_WHAT TO PRODUCE_
Reproduce the passage on the tei_corset schema below word for word, in full.

_DOCUMENT EXTRACT_
## START

This sort of literate programming becomes fairly straightforward once one is used to the concept. However, there is an important additional step here, which is the use of the <equiv> element. This informs any software processing this TEI ODD that a filter for this element exists in a file called ‘corset-acdc.xsl’ which would revert to, or further document or process, an equivalent notation. In this case a template in that XSLT file transforms any <ls> element back into <list>element. In addition to renaming the @type attribute to be @t, some of the other element customisations constrain the values that it is able to contain. For example, in the <n> element (which is a renamed TEI <name> element) the @t attribute has a closed value list enabling only the values of ‘per’ (personal name), ‘pla’ (place name), and ‘oth’ (other name). In most cases though the names are documented by Arber using his presentational markup, and this is captured with the @rend attribute (or its renamed version as @r).

As with many TEI customisations designed solely for internal workflows, the tei_corset schema is not in fact TEI Conformant. The popular TEI mass digitisation schema tei_tite has the same non-conformancy issues. Both of these schemas make changes which fly in the face of the TEI Abstract Model as expressed in the TEI Guidelines. The tei_corset schema, in addition to temporarily renaming the <TEI> element as <file>, changes the content model of the <teiHeader> element beyond recognition.

## END

_PROVIDED MATERIAL_

## START

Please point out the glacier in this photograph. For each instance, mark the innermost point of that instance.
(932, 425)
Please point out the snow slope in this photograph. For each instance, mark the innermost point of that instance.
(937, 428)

## END

_RESPONSE_
This sort of literate programming becomes fairly straightforward once one is used to the concept. However, there is an important additional step here, which is the use of the <equiv> element. This informs any software processing this TEI ODD that a filter for this element exists in a file called ‘corset-acdc.xsl’ which would revert to, or further document or process, an equivalent notation. In this case a template in that XSLT file transforms any <ls> element back into <list>element. In addition to renaming the @type attribute to be @t, some of the other element customisations constrain the values that it is able to contain. For example, in the <n> element (which is a renamed TEI <name> element) the @t attribute has a closed value list enabling only the values of ‘per’ (personal name), ‘pla’ (place name), and ‘oth’ (other name). In most cases though the names are documented by Arber using his presentational markup, and this is captured with the @rend attribute (or its renamed version as @r).

As with many TEI customisations designed solely for internal workflows, the tei_corset schema is not in fact TEI Conformant. The popular TEI mass digitisation schema tei_tite has the same non-conformancy issues. Both of these schemas make changes which fly in the face of the TEI Abstract Model as expressed in the TEI Guidelines. The tei_corset schema, in addition to temporarily renaming the <TEI> element as <file>, changes the content model of the <teiHeader> element beyond recognition.